§ **Excerpt**
:::::

# I Need Some History Information on The Christmas Train Set



## railthedayaway (Nov 2, 2010)

Hey folks, 

Newbie Mike here. My friend is working on a report that covers the history of Christmas train sets. She has been unable to find out the date and the name of the first Christmas train set that was introduced to the public.

Can anyone provide any information or guide me in the right direction?

I figured I'd hook her up by ask the experts before she rips her hair out. Any information is greatly appreciated. Cheers!


----------



## T-Man (May 16, 2008)

At least she didn't pick dolls. They have been around for a thousand years.


I guess you are looking for the intersection of two things. The commercial idea of gift presentation and the history of the toy train or electric toy trains. The Lionel corporation starts from a garage in 1900, I think. Before that, train sets were made of wood. So you are looking at a time period of 150 years or so. Good Luck.

We can thank Montgomery Ward for giving us Rudolf. I suggest she switch subjects. You may have to limit yourself to a toy or train manufacturer. Another hero is Louis Marx. 
In a sense it is tied in with the industrial revolution.
Standard gage was started in the first ten years of the 20th century, O gage started around the end of WWI.

Somewhere out there was a guy who took a block of wood, slapped four wheels on it and called it a train. Pulled by a string to a point where the wheels fell off, at which time, it ended in the stove to cook dinner. I doubt that momentous occasion was recorded.

After thinking about it, the interesting thought are the developments that occurred to create the set.


----------



## Stillakid (Jan 12, 2010)

Here's something that might give you a "general" outline and some names of manufacturers you could google for more info.......................

http://www.bigindoortrains.com/primer/trains_n_christmas/trains_n_christmas.htm


----------



## tjcruiser (Jan 10, 2010)

T-Man ... I like your "stoke the stove" reference. Funny. Dohh! Good description of the idea of a Christmas train evolving gradually over time, rather than with the introduction of one particular set.

Jim ... GREAT link! Clear, concise, but very interesting summary. Thanks!!!

TJ


----------



## T-Man (May 16, 2008)

You have to admit the first trainset was always a great gift. This ruled the 50's. This concept of "first" or more commonly "first to get" is very new. I think this my real beef with the Olympics the focus is always on gold and first. Of course, now products are always premiered. A good question at first glance but you have to be into history and understand how our society has evolved in such a short time. Our holidays are commercial in nature developed by companies to promote sales. I wonder if people really understand that. It should take away from the celebration but I think the understanding is important.


----------



## Reckers (Oct 11, 2009)

T-Man said:


> At least she didn't pick dolls. They have been around for a thousand years.
> 
> 
> I guess you are looking for the intersection of two things. The commercial idea of gift presentation and the history of the toy train or electric toy trains. The Lionel corporation starts from a garage in 1900, I think. Before that, train sets were made of wood. So you are looking at a time period of 150 years or so. Good Luck.

:::::

§ **Listing**
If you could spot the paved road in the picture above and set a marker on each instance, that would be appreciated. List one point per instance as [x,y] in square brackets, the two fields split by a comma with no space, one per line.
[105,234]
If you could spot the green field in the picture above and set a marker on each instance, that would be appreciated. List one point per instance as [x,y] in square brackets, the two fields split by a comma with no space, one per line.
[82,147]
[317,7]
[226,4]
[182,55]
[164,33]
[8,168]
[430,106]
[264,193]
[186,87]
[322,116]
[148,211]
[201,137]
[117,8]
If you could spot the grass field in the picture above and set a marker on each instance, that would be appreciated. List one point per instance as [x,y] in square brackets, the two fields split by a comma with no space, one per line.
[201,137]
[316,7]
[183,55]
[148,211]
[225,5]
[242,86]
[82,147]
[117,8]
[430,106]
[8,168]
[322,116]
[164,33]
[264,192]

:::::

§ **Short problem**
Answer these about the forum thread on Christmas train sets:
(a) What two facts about the first Christmas train set has the friend writing the report been unable to find?
(b) According to T-Man, what were train sets made of before the Lionel corporation started?
(c) According to T-Man, around when did O gage start?

§ **Solution below**
(a) The date it was introduced to the public and its name.
(b) Wood.
(c) Around the end of WWI.